Pointing items
▶
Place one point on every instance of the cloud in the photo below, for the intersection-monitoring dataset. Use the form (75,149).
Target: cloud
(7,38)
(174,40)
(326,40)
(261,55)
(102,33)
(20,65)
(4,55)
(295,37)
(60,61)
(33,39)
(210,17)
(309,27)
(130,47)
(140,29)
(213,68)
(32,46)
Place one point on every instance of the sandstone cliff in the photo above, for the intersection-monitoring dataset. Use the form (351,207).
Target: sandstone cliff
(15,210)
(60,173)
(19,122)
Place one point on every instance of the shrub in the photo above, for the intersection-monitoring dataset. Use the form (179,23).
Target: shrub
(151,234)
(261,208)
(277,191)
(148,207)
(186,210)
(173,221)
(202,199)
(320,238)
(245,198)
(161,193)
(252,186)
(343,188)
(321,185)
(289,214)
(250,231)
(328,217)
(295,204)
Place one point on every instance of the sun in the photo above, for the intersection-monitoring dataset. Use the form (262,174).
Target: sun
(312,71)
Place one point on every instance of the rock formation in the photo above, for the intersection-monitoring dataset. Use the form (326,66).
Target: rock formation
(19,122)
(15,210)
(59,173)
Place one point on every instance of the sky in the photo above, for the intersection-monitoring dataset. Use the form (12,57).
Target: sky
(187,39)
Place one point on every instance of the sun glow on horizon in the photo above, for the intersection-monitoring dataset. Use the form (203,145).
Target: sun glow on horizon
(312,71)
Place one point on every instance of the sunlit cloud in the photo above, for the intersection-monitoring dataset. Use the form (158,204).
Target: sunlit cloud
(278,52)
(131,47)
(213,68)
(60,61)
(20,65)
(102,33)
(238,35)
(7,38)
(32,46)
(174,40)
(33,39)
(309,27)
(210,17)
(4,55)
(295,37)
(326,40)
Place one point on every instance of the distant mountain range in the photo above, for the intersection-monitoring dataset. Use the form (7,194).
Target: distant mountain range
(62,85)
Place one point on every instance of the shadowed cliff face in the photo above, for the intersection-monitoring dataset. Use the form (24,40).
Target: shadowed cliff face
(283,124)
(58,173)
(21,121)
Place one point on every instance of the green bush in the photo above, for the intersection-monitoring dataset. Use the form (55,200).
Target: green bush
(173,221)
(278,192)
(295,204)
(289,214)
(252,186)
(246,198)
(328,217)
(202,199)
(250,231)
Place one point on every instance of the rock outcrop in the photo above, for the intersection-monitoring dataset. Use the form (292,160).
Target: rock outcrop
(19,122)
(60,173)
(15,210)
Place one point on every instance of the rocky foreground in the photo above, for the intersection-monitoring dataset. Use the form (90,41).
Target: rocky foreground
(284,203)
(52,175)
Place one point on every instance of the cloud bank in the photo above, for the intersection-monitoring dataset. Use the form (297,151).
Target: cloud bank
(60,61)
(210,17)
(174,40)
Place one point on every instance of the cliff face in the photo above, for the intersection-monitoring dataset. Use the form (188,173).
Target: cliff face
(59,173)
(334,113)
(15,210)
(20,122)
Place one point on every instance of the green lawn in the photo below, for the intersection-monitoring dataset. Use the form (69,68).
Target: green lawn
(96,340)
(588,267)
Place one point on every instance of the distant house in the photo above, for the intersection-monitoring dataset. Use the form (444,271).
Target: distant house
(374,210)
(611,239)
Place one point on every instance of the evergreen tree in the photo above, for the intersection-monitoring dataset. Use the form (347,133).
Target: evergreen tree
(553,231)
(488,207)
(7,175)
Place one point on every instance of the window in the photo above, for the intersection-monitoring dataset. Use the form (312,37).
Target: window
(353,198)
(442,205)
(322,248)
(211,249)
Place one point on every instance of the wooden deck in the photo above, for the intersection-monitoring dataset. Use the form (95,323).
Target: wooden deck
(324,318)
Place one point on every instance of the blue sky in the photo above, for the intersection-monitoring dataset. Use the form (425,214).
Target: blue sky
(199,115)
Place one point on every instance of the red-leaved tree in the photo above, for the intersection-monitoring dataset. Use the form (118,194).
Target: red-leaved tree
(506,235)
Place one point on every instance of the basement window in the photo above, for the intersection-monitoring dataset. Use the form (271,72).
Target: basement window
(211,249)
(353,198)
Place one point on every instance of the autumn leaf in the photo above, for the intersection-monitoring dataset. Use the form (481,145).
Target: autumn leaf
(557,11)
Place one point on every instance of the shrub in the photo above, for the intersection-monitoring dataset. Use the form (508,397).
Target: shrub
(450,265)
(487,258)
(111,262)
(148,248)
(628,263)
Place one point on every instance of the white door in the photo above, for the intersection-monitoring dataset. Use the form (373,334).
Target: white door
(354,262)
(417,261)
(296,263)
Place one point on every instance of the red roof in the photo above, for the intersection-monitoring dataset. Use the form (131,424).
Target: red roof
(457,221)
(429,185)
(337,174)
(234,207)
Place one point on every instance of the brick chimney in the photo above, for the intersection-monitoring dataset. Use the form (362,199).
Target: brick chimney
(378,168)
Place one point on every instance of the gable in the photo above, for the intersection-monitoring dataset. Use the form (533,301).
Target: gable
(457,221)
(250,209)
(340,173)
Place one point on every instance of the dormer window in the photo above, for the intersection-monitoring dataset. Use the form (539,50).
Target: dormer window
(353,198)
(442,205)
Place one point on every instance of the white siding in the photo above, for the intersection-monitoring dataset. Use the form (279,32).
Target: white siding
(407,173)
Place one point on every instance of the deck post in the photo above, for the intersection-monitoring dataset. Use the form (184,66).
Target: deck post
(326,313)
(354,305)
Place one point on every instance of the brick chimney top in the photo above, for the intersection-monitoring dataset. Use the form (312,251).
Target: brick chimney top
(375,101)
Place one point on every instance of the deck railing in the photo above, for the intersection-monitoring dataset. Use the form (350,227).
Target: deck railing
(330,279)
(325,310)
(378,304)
◀
Goal of the exercise
Copy the items word for word, starting at the line that contains "Place one point on every instance of the brick chimney top" and ending at the last line of the items.

Correct output
Place one point on every instance of the brick chimney top in the photo above, for the intersection-monitoring dataset. Use the form (312,251).
Target: brick chimney top
(375,101)
Place one point on every instance of the deck railing in the photo above, for the intersection-monitoring dataset. Use the form (350,227).
Target: deck railing
(330,279)
(325,310)
(378,304)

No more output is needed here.